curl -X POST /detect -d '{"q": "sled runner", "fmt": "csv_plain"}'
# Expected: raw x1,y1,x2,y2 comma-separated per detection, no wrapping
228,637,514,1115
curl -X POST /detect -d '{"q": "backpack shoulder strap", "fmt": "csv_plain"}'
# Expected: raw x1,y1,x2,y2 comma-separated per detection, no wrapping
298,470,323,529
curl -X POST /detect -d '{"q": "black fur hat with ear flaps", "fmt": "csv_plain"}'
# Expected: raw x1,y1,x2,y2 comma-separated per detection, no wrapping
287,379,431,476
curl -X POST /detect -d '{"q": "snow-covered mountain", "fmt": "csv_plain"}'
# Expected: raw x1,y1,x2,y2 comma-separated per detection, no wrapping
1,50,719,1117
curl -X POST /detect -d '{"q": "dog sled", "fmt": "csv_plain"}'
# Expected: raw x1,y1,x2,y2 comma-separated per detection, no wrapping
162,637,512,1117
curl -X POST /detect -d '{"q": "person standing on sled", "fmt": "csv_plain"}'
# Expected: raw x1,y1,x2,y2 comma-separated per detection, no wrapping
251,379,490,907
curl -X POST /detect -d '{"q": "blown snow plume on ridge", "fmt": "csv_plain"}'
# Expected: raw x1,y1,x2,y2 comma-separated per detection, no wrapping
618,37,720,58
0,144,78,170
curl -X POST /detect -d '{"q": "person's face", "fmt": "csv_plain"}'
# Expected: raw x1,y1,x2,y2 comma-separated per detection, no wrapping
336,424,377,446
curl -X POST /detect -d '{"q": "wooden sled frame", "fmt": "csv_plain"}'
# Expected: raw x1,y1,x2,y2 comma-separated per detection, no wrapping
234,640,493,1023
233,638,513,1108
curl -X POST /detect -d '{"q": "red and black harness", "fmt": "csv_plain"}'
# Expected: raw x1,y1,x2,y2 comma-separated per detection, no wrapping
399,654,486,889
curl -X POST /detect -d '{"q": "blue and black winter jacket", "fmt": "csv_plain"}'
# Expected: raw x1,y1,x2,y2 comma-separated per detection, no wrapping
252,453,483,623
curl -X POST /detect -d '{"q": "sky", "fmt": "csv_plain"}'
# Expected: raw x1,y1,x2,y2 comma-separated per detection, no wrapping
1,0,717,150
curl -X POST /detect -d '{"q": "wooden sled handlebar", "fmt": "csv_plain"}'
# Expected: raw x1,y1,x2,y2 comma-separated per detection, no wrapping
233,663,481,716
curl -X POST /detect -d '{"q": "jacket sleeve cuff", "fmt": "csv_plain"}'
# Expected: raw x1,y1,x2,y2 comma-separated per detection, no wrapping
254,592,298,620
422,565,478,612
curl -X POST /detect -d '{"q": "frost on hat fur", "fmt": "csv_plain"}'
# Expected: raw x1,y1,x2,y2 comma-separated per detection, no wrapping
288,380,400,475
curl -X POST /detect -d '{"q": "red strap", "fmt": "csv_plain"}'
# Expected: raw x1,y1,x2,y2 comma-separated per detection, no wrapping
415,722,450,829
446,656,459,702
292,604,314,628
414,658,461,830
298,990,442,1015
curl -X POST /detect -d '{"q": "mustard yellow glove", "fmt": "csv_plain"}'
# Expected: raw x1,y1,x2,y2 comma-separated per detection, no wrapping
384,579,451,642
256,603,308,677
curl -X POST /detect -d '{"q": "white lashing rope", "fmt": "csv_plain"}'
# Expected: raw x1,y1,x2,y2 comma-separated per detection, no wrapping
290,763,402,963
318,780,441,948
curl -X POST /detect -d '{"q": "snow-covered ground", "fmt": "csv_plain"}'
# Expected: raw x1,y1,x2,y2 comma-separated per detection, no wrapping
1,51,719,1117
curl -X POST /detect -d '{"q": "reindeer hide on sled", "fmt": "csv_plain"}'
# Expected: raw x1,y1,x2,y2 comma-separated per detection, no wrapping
▬▬▬▬▬▬▬▬▬▬
■ To do ■
Each line in the material above must be retyped without alteration.

■ Answer to the exercise ■
curl -X POST /detect -d '{"q": "sled runner", "fmt": "csv_plain"}'
# Expected: raw x1,y1,x2,y2 comma-separated per detection, no wrapping
228,637,514,1115
curl -X POST /detect -d '{"q": "backpack shoulder strap", "fmt": "csv_plain"}'
# Expected: raw x1,y1,x2,y2 comma-separated per detection, no wrapping
298,470,323,529
curl -X POST /detect -d '{"q": "black fur hat with ear flaps", "fmt": "csv_plain"}'
# Expected: raw x1,y1,x2,y2 comma-separated per detection, no wrapping
287,379,431,476
curl -X POST /detect -d '{"q": "snow-covered mountain", "fmt": "csv_plain"}'
# Expected: raw x1,y1,x2,y2 comma-separated per detection, no wrapping
1,50,719,1117
curl -X POST /detect -d '{"q": "dog sled", "fmt": "csv_plain"}'
# Expected: raw x1,y1,x2,y2 comma-separated per detection, no wrapping
162,637,512,1117
curl -X POST /detect -d '{"q": "person standing on sled", "fmt": "csv_plain"}'
# Expected: raw x1,y1,x2,y2 comma-separated per detection, no wrapping
251,379,490,907
curl -X POST /detect -d '{"q": "blown snow plume on ridge", "fmt": "csv_plain"}'
# Expected: raw x1,y1,x2,y2 comma-separated per detection, no wrapping
618,37,720,58
0,144,78,170
curl -X POST /detect -d '{"q": "person's face", "fmt": "csv_plain"}'
# Expected: raw x1,y1,x2,y2 comma-separated per detection, no wrapping
336,424,377,446
curl -X POST /detect -d '{"q": "wooden sled frame", "fmt": "csv_plain"}'
# Expected: raw x1,y1,x2,y2 comma-separated per detection, no wrapping
234,640,493,1023
233,638,513,1108
curl -X POST /detect -d '{"q": "red and black harness", "fmt": "csv_plain"}'
# Expected: raw x1,y1,x2,y2 comma-separated per detection, no wrapping
399,654,486,889
curl -X POST /detect -d '{"q": "blue and black winter jacket", "fmt": "csv_plain"}'
# Expected: raw x1,y1,x2,y2 comma-separated per detection, no wrapping
252,453,483,623
curl -X POST /detect -d '{"q": "sky", "fmt": "csv_plain"}'
# Expected: raw x1,y1,x2,y2 comma-separated per detection, no wrapping
1,0,717,150
curl -X POST /detect -d '{"q": "wooden sled handlebar", "fmt": "csv_plain"}'
# Expected: raw x1,y1,x2,y2 comma-separated per detection, no wrapping
233,663,481,716
curl -X POST /detect -d '{"q": "jacket sleeve cuff", "fmt": "csv_plain"}'
# Expected: raw x1,y1,x2,y2 comma-separated per detection, no wrapping
254,592,298,620
422,565,478,612
curl -X POST /detect -d '{"q": "frost on hat fur", "fmt": "csv_plain"}'
# Expected: raw x1,y1,x2,y2 comma-separated per detection, no wrapping
288,380,400,475
curl -X POST /detect -d '{"q": "red strap", "fmt": "csv_plain"}'
# Expected: raw x1,y1,x2,y2 comma-separated per detection, no wrapping
415,722,450,829
446,656,459,702
292,604,314,628
414,658,461,830
298,990,442,1015
curl -X POST /detect -d '{"q": "mustard yellow glove", "fmt": "csv_plain"}'
# Expected: raw x1,y1,x2,y2 comma-separated per detection, no wrapping
384,579,451,642
256,603,308,677
curl -X POST /detect -d '{"q": "white lashing rope", "fmt": "csv_plain"}'
# Expected: raw x1,y1,x2,y2 comma-separated per detection, no wrapping
290,763,402,963
318,780,441,948
curl -X POST /detect -d '{"q": "snow-covered ground", "fmt": "csv_plain"}'
# Expected: raw x1,y1,x2,y2 comma-separated per detection, no wrapping
1,51,719,1117
curl -X POST /detect -d '{"q": "reindeer hide on sled", "fmt": "csv_plain"}'
# Expected: raw x1,y1,x2,y2 comma-separated per detection, no wrapping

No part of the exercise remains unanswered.